__What you should do__
Once the line with "Target: pale sky" is found in the entries below, repeat that line and every one after it exactly, ending at the last.

Extracted data entries
= Beginning of Section =
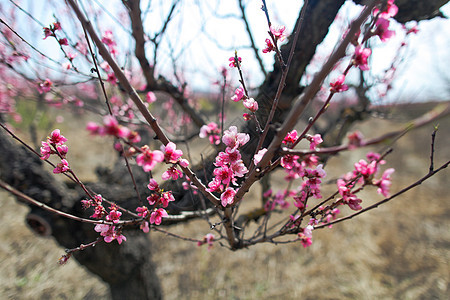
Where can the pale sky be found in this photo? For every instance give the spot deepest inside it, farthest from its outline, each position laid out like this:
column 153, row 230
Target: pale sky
column 202, row 43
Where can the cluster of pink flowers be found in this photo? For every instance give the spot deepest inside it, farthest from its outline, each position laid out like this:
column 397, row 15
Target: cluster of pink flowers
column 279, row 199
column 55, row 145
column 249, row 103
column 110, row 233
column 50, row 31
column 207, row 239
column 112, row 127
column 229, row 165
column 148, row 159
column 173, row 156
column 363, row 174
column 211, row 131
column 108, row 39
column 305, row 236
column 278, row 32
column 158, row 197
column 97, row 203
column 45, row 86
column 355, row 139
column 234, row 61
column 338, row 85
column 269, row 46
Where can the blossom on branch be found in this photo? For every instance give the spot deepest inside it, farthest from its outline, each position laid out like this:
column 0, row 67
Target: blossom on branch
column 338, row 85
column 207, row 239
column 360, row 58
column 148, row 158
column 157, row 215
column 238, row 94
column 269, row 46
column 235, row 61
column 278, row 32
column 45, row 86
= End of Section =
__Exercise result__
Target: pale sky
column 202, row 43
Where can the cluster of pink flowers be found in this photo? For every instance give the spot deepest inside it, farthest from its outline, each position laid out like this:
column 397, row 15
Target: cluster of pink flowers
column 279, row 199
column 55, row 145
column 249, row 103
column 110, row 233
column 50, row 31
column 207, row 239
column 112, row 127
column 229, row 165
column 148, row 159
column 173, row 156
column 363, row 174
column 211, row 131
column 108, row 39
column 305, row 236
column 278, row 32
column 158, row 197
column 97, row 203
column 45, row 86
column 355, row 139
column 234, row 61
column 338, row 85
column 269, row 46
Where can the blossom on branch be found in this photo? For every instance give the spot deepest inside it, farthest from its outline, each position laid out like this:
column 0, row 67
Target: blossom on branch
column 338, row 85
column 207, row 239
column 360, row 58
column 148, row 158
column 157, row 215
column 238, row 94
column 269, row 46
column 235, row 61
column 278, row 32
column 45, row 86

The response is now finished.